Extracted entries
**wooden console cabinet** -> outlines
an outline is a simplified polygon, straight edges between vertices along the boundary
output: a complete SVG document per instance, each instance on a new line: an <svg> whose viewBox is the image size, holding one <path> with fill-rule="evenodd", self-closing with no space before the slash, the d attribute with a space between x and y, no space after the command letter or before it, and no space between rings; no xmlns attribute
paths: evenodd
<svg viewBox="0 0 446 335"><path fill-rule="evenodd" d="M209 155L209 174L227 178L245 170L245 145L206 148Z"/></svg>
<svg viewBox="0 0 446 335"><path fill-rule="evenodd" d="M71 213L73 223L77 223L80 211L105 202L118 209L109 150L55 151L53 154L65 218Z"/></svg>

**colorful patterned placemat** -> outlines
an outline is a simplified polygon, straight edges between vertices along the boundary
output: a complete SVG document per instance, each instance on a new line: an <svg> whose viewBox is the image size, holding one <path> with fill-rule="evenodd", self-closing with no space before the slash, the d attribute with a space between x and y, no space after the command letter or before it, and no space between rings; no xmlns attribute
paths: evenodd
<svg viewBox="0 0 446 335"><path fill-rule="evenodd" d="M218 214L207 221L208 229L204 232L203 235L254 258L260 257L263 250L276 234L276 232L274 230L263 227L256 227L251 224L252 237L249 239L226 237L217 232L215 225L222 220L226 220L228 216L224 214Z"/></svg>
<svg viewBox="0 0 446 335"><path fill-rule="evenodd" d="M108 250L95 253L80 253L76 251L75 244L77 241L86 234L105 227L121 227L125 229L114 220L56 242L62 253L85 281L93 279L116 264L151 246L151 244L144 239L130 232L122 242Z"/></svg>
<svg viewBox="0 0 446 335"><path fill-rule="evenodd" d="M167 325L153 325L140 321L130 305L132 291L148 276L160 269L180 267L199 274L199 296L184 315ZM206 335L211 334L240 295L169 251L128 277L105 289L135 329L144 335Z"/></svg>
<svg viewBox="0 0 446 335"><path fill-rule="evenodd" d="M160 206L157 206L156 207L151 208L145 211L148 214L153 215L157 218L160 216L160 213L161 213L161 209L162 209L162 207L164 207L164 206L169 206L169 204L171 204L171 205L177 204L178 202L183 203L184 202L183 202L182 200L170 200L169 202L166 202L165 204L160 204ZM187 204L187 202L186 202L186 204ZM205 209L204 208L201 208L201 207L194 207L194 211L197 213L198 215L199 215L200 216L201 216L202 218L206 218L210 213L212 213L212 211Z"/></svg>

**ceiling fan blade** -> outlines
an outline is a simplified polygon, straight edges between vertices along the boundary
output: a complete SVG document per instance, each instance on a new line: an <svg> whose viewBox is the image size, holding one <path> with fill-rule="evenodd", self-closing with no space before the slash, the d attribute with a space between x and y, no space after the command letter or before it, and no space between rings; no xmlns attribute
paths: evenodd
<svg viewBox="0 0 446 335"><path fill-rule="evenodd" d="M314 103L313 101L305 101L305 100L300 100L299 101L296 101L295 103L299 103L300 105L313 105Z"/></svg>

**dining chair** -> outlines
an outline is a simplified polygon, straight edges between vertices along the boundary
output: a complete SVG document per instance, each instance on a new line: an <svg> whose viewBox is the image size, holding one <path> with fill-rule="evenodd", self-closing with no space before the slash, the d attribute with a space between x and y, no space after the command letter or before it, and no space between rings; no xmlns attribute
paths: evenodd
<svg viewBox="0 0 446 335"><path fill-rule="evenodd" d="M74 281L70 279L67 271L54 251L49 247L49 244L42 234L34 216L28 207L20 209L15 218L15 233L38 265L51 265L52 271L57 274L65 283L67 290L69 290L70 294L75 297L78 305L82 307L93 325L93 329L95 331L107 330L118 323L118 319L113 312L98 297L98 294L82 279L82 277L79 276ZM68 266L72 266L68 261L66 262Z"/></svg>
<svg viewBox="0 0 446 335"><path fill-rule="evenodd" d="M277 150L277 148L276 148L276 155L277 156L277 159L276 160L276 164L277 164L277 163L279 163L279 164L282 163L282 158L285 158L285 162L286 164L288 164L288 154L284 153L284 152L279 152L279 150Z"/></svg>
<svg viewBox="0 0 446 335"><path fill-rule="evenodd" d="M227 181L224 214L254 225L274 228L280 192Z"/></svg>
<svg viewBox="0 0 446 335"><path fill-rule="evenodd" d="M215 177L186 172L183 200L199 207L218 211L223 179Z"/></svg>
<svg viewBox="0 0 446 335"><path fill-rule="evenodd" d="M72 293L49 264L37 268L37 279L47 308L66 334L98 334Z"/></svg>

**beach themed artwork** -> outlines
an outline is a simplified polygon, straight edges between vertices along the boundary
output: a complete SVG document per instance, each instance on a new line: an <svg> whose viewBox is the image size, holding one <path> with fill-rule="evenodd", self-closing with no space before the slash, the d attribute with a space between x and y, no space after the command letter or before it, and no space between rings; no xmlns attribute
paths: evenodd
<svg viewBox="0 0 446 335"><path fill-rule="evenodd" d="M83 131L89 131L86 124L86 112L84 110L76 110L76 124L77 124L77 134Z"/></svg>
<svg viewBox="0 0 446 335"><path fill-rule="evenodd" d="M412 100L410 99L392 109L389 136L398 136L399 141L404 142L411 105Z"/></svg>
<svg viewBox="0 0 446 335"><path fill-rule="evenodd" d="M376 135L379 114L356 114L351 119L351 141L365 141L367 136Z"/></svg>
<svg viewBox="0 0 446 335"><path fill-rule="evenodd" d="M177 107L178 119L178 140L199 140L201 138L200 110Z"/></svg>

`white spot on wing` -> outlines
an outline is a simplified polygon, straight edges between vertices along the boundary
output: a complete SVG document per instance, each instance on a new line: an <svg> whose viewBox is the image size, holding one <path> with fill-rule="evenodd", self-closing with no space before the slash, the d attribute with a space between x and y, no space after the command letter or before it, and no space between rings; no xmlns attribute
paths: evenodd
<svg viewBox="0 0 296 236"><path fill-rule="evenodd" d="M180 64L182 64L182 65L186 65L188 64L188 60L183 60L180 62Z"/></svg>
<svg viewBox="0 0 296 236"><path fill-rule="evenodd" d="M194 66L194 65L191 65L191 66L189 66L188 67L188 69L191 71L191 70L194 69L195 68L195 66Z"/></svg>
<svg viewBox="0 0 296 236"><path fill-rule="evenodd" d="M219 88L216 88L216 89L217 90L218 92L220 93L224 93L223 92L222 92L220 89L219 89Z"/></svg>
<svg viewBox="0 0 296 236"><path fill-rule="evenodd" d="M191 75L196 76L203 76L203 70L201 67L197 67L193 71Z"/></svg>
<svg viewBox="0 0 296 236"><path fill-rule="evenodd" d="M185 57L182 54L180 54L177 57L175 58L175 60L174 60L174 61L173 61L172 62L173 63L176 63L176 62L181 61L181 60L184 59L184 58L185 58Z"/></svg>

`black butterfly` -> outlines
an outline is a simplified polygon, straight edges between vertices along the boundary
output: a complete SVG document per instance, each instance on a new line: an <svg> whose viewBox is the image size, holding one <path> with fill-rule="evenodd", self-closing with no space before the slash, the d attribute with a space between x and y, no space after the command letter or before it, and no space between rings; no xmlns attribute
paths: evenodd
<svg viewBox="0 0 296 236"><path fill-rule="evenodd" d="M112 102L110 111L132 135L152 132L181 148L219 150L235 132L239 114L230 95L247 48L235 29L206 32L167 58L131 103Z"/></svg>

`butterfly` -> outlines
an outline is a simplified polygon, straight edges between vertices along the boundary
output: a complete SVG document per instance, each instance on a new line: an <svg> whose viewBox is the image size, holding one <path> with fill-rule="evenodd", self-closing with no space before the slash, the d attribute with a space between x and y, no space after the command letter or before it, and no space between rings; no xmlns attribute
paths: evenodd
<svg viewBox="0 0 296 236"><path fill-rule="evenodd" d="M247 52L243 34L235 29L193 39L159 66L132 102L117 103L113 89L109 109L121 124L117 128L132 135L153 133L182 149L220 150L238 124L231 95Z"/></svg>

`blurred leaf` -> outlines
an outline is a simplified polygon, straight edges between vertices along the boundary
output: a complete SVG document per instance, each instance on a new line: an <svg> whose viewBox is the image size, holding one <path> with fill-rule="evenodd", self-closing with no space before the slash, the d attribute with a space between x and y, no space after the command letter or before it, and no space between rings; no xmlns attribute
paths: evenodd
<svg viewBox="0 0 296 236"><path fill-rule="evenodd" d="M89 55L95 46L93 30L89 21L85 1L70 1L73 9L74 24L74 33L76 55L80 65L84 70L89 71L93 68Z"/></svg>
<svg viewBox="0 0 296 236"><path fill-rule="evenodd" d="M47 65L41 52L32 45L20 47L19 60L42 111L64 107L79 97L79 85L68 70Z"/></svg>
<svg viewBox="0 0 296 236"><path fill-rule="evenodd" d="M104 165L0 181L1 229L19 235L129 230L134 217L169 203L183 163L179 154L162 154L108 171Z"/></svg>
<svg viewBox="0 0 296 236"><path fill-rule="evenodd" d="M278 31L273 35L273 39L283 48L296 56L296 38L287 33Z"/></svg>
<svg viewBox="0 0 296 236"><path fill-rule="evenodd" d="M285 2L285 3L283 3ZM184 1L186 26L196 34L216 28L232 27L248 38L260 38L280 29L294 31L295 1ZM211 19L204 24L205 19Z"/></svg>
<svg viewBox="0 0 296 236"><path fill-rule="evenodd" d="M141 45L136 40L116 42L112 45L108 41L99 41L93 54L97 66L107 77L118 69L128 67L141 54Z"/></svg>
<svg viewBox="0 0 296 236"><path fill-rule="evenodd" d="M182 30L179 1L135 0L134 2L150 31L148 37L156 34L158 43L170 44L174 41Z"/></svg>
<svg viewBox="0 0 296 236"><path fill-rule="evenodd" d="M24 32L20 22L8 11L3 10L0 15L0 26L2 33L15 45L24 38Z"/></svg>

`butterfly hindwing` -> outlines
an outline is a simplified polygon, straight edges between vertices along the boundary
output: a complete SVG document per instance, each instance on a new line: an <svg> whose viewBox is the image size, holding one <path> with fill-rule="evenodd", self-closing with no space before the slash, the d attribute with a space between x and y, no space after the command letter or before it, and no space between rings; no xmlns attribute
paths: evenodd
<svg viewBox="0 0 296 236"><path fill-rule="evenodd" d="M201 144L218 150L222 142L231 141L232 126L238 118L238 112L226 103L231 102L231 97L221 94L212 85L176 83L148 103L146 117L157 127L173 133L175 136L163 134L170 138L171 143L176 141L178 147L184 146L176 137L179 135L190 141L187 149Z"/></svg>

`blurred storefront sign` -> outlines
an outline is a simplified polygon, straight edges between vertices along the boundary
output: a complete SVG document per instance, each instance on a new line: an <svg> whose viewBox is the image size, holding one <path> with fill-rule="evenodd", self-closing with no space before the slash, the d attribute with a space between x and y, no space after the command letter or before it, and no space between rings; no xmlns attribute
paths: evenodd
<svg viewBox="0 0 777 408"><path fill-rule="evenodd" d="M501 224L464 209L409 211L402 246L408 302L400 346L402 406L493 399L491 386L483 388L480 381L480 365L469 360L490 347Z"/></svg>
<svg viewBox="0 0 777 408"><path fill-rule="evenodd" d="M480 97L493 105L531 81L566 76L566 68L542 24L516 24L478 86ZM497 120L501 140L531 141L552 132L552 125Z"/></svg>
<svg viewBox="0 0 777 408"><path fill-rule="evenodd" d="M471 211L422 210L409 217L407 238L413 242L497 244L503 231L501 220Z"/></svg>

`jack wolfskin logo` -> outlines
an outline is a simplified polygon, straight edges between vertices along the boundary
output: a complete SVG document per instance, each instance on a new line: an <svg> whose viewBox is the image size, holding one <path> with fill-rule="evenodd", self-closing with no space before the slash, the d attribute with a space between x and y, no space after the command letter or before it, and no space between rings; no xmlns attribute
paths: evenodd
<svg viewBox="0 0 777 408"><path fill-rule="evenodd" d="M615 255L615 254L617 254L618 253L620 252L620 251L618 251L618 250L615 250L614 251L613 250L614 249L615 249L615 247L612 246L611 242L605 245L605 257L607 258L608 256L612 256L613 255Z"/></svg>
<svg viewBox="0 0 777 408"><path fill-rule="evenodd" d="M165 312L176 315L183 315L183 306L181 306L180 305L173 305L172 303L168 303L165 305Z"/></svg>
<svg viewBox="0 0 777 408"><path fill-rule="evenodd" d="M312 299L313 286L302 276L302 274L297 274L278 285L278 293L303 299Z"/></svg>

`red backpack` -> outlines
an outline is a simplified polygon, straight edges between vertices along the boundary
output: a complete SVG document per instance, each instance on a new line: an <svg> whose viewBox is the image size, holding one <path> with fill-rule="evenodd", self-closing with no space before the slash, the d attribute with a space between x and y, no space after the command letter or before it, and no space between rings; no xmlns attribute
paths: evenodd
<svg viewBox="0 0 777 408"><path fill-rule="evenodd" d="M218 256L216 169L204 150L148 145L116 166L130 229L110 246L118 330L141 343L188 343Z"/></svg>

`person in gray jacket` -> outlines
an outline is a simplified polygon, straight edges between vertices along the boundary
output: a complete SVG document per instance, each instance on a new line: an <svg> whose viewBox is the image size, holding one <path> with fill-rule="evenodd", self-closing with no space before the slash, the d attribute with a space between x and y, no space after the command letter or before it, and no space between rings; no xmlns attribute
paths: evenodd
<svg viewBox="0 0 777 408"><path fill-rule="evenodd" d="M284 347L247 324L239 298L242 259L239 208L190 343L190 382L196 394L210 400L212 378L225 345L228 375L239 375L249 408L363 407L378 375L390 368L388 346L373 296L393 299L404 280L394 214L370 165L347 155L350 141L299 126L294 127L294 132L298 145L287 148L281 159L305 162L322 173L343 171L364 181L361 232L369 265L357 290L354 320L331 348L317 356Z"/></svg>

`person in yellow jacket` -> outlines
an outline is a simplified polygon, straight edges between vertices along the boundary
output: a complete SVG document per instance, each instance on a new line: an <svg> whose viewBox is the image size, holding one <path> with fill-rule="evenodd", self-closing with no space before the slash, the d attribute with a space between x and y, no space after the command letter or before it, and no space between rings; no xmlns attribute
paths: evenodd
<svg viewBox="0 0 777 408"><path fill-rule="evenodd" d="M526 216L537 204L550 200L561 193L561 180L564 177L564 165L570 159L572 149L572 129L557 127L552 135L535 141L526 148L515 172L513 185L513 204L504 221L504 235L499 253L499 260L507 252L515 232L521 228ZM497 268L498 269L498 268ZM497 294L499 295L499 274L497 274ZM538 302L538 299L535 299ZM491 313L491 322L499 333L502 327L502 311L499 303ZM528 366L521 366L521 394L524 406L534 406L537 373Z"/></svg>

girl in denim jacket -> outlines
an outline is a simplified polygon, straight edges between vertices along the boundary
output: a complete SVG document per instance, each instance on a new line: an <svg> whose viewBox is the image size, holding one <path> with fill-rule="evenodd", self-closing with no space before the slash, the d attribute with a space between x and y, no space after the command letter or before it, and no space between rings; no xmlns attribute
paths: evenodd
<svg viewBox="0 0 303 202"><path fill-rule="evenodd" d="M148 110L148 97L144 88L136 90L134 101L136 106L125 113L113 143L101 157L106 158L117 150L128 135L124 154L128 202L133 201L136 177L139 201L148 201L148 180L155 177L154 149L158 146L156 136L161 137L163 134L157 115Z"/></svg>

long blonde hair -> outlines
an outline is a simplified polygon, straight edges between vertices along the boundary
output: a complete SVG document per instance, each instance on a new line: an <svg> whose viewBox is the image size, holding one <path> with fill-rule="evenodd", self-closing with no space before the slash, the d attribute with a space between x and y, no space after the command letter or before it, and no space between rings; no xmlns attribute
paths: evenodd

Stated problem
Beginning at the line that holds "girl in denim jacket -> outlines", reproduce each line of the records above down to and including the last one.

Solution for this task
girl in denim jacket -> outlines
an outline is a simplified polygon, straight edges between vertices along the boundary
output: a complete SVG document per instance, each instance on a new line: an <svg> whose viewBox is the image size, holding one <path> with fill-rule="evenodd", self-closing with no space before the slash, the d attribute with a space between x and y, no space after the command letter or before it, and no space between rings; no xmlns attribute
paths: evenodd
<svg viewBox="0 0 303 202"><path fill-rule="evenodd" d="M148 110L148 97L144 88L136 90L134 101L136 106L125 113L113 143L101 157L106 158L117 150L128 135L124 154L128 202L133 201L136 177L139 201L148 201L148 180L155 177L154 149L158 146L156 136L161 137L163 134L157 115Z"/></svg>

long blonde hair -> outlines
an outline is a simplified polygon, straight edges between vertices along the boundary
output: a complete SVG document per instance, each instance on a new line: an <svg> whose viewBox is the image size, holding one <path> with fill-rule="evenodd", self-closing with no space before the slash, the d attribute with a space between x and y, no space after the command letter or before it, and no space between rings; no xmlns attribute
paths: evenodd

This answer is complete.